CHAPTER 1
“THE DISTRESS IS UNIVERSAL”
DECEMBER 16, 1846, CITY OF CORK, COUNTY CORK
When night finally came, a bone-weary Father Theobald Mathew dipped the nib of his pen into the ink and scratched the full measure of his despondency onto the page.
He aimed for precision with his writing, but he also needed to modulate his description of a truly appalling situation. Bold, direct words were necessary, but overly inflammatory language would raise skeptical eyebrows in London, damage his credibility, and, most importantly, put thousands of additional lives at risk. This was his fifth letter since August to Charles Trevelyan, assistant secretary at the British Treasury responsible for famine relief efforts, each more desperate than the last. Now, just days before Christmas, Mathew wrote with renewed urgency, hoping that his reputation for directness and honesty, and as a champion for the poor, would convince Trevelyan of his veracity.
“I am grieved to be obliged to tell you that the distress is universal,” he lamented at the outset of his letter. “Men, women, and children are gradually wasting away.” It was not the first time Father Mathew had underlined passages to emphasize the urgency of his message, and it would not be the last. Reviewing his opening words, he debated whether he had succumbed to the very temptation he sought to avoid—the use of sensational rhetoric. In the end he decided to let the letter stand: he knew of no more accurate way to describe the heartbreak he witnessed each day. These imperiled citizens were not anonymous “famine victims” but people he knew and loved—neighbors, parishioners, followers, friends.
He would speak for them.
In some ways, these were the most frustrating and dispiriting hours for the fifty-six-year-old priest, sitting quietly at his desk, fighting exhaustion, his eyes straining by his lantern’s pallid light in the otherwise dark parlor, his desktop covered with ink-stained pages and the floor beneath him strewn with correspondence. Daytime hours were a blur, physically draining and mentally dispiriting—Mathew had just returned from several weeks’ work in different parts of Ireland, assessing the potato blight, organizing relief efforts, comforting the sick, ladling soup to the hungry, kneeling at their deathbeds and praying for their souls, presiding over their burials. Upon his return to Cork he discovered that his city and county were among the hardest hit by the famine; again his daytime hours were consumed with tending to those burning with fever or filling their stomachs with “cabbage leaves and turnip tops … to appease the cravings of hunger.” The night offered time to reflect, to be sure, but these were unwelcome and damnable hours, for it was while he sat alone in the darkness that the full tragedy of the widespread hunger, coupled with the futile sorrow that he could do little or nothing to stop it, pressed upon him like a great stone.
* * *
He had worked on behalf of Ireland’s Catholic poor for years. Projecting humility, he was gratefully embraced by Irish peasants who were reminded daily of their subservient status by English landlords, church elders, even simple shopkeepers.
Born in 1790 to wealth and station in Thomastown House, a mansion in Tipperary, Father Mathew had nonetheless felt most at home among those who struggled daily to subsist. The fourth son in what would eventually become a family of twelve children born to James and Anne Mathew—James was the adopted son of a baron and Anne the daughter of a prominent attorney—Father Mathew knew his calling from the age of ten, when he delighted his mother by announcing at the family dinner table that he would become a priest. After he was ordained on Easter Sunday 1814 at the age of twenty-four, he joined the Capuchin Order in Kilkenny, which he would describe as “the lowliest and least influential” of the orders in Ireland. A year later, he was transferred to a small chapel in Cork.

EXTRACTED INFORMATION:
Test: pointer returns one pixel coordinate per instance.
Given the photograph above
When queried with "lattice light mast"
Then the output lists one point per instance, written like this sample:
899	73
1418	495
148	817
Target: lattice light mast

YOUR INSTRUCTIONS:
Carry on the chapter about Father Theobald Mathew and the Irish famine from its final sentence. These entries were taken from a separate source.

RESPONSE TO THE TASK:
Never enamored by the trappings of the priesthood, nor encumbered by what he saw as an imperious church hierarchy bound by restrictive canonical traditions, Father Mathew had, in the thirty years since his ordination, come to view himself as a people’s priest, and comported himself accordingly. He was both respectful of and deferential to civil and ecclesiastic authority, but never cowed or affected by it; in the words of his closet friend and eventual biographer, Father Mathew was “thoroughly free from the vice of toadying to the great—whether the greatness was derived from power, position, wealth, or the accident of birth.” Father Mathew’s manner was “polished, but it was not artificial.” He was “so full of fervor and zeal” in his efforts to help those in need, “so respectful to poverty,” that the poor could not “think of him without love, or speak of him without enthusiasm.” Father Mathew himself expressed his philosophy early in his career when he opined that it was “by the people alone [that] the churches are built, the educational and charitable institutions maintained, the bishops and parish priests and curates, the monks and friars of various orders, supported, sheltered, and clothed.”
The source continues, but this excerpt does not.